WHAT NEEDS TO BE DONE
Set out the lines below as a numbered list, from the line with "Could you tell me where the missile tube" up to and including the line with "[137,270,169,288]", skipping blank lines and leaving out the pictures.

━━━━━ ITEMS

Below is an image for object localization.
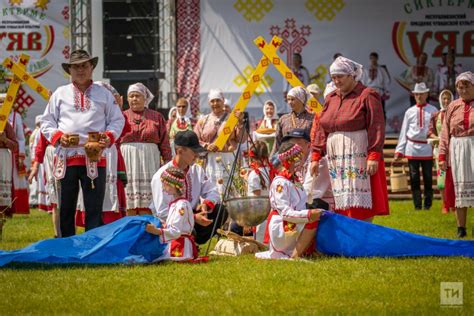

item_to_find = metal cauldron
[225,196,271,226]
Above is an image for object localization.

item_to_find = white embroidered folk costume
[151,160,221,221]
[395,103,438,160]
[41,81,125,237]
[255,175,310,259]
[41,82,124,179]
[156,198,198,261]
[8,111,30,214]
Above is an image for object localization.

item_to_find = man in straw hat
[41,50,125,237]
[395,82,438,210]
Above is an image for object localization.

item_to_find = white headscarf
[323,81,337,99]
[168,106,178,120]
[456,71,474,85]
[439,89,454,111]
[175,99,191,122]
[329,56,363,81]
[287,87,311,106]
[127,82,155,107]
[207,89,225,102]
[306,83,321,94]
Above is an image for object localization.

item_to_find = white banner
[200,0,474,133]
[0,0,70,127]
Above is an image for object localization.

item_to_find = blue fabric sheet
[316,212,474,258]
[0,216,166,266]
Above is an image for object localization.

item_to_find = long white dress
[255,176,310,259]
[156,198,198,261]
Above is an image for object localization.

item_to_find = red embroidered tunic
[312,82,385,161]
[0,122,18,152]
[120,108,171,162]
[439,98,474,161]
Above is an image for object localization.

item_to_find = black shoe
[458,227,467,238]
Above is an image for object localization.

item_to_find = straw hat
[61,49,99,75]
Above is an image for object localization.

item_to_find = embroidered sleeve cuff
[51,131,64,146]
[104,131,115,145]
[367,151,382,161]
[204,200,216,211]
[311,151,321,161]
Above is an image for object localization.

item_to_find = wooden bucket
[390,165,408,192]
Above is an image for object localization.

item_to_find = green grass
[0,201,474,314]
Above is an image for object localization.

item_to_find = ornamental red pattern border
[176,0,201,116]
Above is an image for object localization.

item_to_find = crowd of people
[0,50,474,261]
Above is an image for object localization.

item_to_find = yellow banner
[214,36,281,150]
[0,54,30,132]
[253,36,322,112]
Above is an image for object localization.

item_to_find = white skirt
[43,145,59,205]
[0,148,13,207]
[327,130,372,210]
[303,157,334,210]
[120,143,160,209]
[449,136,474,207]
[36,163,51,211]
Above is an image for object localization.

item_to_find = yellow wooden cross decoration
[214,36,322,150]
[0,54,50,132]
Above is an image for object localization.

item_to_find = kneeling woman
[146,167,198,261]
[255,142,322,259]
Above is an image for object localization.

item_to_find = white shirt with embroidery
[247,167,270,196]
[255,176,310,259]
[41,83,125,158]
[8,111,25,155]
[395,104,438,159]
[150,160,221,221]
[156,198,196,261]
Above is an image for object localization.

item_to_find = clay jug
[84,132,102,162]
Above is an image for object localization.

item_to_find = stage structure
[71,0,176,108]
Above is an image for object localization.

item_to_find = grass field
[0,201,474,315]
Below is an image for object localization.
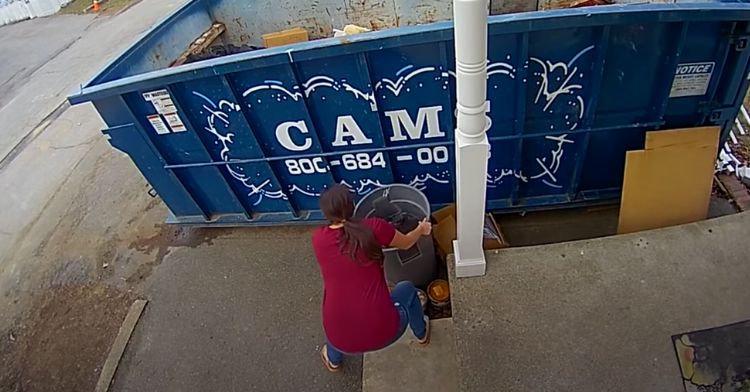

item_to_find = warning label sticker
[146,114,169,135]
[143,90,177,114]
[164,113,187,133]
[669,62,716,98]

━━━━━━━━━━
━━━━━ ITEMS

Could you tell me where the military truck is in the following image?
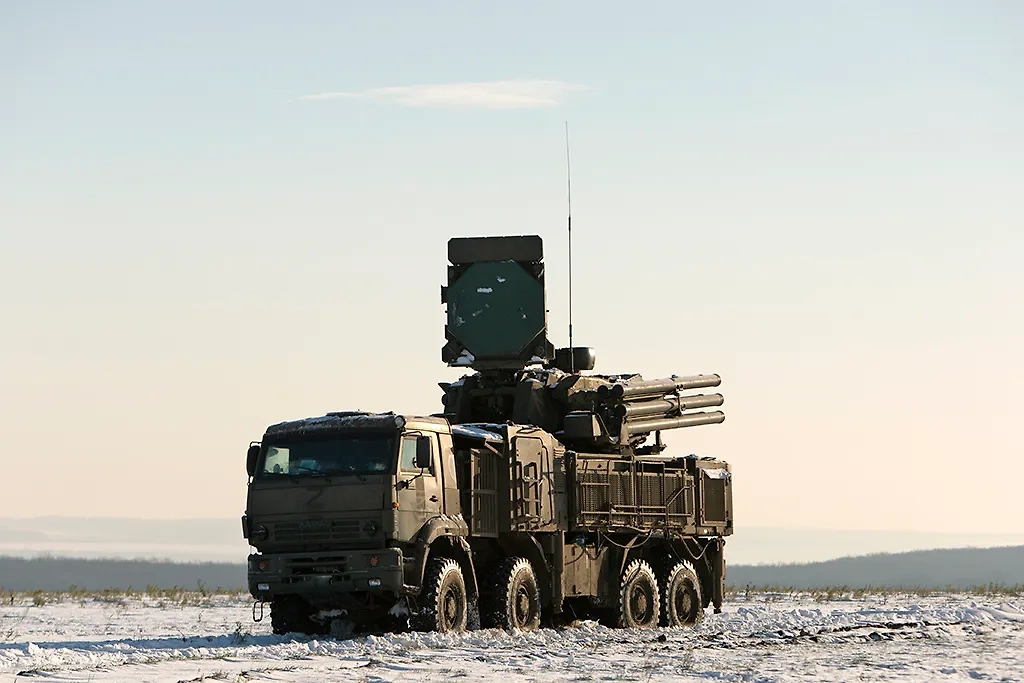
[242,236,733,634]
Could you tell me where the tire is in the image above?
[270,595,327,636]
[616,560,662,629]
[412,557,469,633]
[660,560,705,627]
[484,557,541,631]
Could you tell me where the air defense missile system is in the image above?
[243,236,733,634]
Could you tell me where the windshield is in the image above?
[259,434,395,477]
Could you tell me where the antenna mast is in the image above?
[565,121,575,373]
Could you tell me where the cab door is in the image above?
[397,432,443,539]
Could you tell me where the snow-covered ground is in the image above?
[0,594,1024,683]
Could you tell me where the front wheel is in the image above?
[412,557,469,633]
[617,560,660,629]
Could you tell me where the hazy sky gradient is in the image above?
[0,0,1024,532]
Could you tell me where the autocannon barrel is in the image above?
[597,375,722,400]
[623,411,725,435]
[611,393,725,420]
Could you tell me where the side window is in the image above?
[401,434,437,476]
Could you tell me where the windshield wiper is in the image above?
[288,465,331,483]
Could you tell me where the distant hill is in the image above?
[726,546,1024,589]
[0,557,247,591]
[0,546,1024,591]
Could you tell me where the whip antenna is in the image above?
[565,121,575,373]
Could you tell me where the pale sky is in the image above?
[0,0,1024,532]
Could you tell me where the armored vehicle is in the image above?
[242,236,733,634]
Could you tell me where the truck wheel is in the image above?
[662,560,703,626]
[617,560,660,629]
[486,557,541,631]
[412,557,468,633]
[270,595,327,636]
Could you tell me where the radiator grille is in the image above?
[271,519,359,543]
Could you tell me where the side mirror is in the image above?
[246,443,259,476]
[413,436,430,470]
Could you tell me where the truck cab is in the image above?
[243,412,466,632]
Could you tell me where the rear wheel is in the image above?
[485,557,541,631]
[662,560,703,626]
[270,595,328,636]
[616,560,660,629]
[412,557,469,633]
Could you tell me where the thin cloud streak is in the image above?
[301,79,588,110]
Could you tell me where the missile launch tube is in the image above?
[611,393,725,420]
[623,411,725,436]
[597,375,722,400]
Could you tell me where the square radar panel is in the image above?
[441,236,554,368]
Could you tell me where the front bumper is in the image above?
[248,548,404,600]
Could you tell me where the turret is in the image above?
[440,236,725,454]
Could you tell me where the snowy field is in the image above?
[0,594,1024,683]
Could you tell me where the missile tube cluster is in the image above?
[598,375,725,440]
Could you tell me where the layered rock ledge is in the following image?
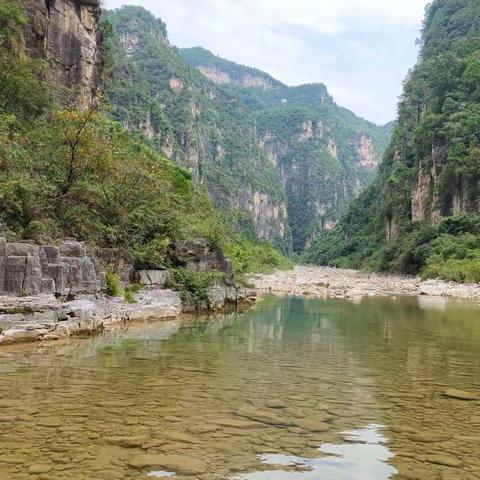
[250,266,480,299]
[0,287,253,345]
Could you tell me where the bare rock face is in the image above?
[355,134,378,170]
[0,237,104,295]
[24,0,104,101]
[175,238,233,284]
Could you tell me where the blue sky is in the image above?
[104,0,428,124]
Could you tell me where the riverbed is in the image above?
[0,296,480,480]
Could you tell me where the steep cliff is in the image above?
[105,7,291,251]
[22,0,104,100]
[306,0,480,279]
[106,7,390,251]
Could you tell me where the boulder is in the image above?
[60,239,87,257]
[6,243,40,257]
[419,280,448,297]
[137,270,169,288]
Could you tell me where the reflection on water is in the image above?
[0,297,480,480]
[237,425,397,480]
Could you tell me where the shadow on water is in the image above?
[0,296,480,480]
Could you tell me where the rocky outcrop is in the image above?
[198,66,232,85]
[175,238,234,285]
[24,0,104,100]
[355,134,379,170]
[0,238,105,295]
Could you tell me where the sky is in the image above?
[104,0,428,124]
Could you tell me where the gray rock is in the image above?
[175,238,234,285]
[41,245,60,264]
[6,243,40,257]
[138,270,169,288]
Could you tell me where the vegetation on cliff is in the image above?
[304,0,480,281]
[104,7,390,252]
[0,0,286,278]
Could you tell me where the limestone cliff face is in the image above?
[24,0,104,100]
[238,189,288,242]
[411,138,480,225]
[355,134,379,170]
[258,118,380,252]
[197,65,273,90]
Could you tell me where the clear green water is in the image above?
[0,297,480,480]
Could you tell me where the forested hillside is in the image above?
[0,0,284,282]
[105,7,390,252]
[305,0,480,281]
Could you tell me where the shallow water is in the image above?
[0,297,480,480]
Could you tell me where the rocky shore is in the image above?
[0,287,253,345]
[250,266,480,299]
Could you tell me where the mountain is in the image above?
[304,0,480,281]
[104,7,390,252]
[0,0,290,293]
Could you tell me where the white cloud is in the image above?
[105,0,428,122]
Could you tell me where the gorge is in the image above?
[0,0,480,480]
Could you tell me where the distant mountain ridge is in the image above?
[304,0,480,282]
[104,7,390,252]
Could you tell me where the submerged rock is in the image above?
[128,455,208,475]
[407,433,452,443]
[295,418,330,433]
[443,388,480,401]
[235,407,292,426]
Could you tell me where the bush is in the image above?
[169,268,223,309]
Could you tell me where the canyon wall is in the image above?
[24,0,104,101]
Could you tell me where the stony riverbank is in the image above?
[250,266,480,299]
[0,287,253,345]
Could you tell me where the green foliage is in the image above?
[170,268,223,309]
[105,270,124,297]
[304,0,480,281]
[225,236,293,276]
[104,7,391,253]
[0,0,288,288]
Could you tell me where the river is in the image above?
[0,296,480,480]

━━━━━━━━━━
━━━━━ ITEMS

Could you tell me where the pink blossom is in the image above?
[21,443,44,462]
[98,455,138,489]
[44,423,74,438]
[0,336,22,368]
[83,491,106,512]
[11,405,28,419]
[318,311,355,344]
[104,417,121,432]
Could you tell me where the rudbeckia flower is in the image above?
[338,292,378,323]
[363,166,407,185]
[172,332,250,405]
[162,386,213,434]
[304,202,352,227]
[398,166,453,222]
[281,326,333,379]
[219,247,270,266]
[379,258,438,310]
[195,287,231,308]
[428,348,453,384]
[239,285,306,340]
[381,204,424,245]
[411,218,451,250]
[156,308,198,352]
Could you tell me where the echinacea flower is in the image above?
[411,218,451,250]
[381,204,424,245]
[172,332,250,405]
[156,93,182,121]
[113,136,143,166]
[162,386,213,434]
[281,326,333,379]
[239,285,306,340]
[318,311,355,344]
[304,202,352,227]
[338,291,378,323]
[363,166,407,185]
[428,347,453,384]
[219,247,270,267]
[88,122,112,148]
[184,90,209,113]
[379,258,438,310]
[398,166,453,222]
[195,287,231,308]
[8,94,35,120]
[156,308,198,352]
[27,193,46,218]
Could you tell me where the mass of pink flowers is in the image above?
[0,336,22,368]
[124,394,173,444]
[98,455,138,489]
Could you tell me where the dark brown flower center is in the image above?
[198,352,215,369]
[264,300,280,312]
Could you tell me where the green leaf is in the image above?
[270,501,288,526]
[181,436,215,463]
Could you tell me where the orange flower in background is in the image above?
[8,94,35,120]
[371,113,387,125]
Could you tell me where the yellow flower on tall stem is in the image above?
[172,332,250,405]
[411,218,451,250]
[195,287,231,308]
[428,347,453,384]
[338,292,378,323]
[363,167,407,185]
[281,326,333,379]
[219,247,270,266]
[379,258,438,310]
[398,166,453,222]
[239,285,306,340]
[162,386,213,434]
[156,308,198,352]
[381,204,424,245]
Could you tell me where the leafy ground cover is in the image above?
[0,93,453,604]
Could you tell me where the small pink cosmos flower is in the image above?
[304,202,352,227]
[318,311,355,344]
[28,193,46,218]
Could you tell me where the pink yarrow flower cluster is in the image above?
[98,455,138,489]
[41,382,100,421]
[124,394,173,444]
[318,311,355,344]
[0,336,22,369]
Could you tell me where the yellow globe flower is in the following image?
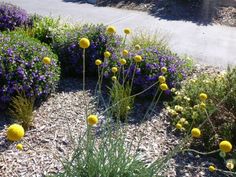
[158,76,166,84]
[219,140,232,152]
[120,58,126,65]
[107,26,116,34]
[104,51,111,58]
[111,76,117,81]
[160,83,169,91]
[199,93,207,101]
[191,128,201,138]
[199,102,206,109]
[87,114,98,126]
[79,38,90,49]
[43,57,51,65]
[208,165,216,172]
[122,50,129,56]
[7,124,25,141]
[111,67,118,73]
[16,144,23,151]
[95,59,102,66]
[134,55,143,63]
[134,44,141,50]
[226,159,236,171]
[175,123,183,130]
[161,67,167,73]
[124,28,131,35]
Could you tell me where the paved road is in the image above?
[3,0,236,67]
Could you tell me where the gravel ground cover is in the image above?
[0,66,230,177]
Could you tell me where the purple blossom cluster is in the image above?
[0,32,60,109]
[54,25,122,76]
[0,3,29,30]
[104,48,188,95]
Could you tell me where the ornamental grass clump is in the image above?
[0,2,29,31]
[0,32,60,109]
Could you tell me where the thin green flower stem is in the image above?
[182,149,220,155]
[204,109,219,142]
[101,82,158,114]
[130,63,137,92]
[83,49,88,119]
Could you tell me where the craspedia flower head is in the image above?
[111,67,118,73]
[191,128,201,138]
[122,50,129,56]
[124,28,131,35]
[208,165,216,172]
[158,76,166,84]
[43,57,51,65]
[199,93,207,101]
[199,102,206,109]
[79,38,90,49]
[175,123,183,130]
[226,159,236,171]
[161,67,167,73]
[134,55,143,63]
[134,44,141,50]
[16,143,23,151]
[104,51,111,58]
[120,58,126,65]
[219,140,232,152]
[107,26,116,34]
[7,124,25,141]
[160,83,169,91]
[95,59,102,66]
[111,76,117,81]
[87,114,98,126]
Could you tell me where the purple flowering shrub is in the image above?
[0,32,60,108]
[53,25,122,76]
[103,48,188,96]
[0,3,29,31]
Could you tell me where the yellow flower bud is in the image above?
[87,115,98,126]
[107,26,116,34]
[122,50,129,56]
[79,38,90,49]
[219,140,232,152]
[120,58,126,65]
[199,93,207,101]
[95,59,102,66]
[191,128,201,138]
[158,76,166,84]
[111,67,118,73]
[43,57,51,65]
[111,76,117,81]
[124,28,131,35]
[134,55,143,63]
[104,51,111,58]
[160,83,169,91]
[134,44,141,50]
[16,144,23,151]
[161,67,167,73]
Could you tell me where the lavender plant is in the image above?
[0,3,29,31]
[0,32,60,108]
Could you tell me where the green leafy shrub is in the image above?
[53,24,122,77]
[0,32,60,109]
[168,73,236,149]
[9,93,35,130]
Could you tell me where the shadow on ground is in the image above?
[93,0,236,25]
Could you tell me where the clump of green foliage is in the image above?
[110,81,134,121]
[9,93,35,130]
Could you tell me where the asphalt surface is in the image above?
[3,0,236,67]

━━━━━━━━━━

WRITTEN REPLY
1. Could you tell me where the missile tube cluster is in the image above?
2. [598,375,725,440]
3. Could you tell me where the layered rock ledge is in the following image?
4. [250,266,480,299]
5. [0,287,253,345]
6. Could you tell me where the bare rock face is in the image above?
7. [355,134,378,170]
8. [0,237,104,295]
9. [24,0,104,101]
10. [175,238,233,284]
11. Could you tell me where the blue sky is in the image above?
12. [104,0,428,124]
13. Could you tell me where the riverbed is in the image above?
14. [0,296,480,480]
15. Could you tell me where the steep cliff is in the image above?
16. [105,7,291,251]
17. [22,0,104,100]
18. [306,0,480,279]
19. [106,7,390,251]
20. Could you tell me where the boulder is in the image above?
21. [60,239,87,257]
22. [6,243,40,257]
23. [419,280,448,297]
24. [137,270,169,288]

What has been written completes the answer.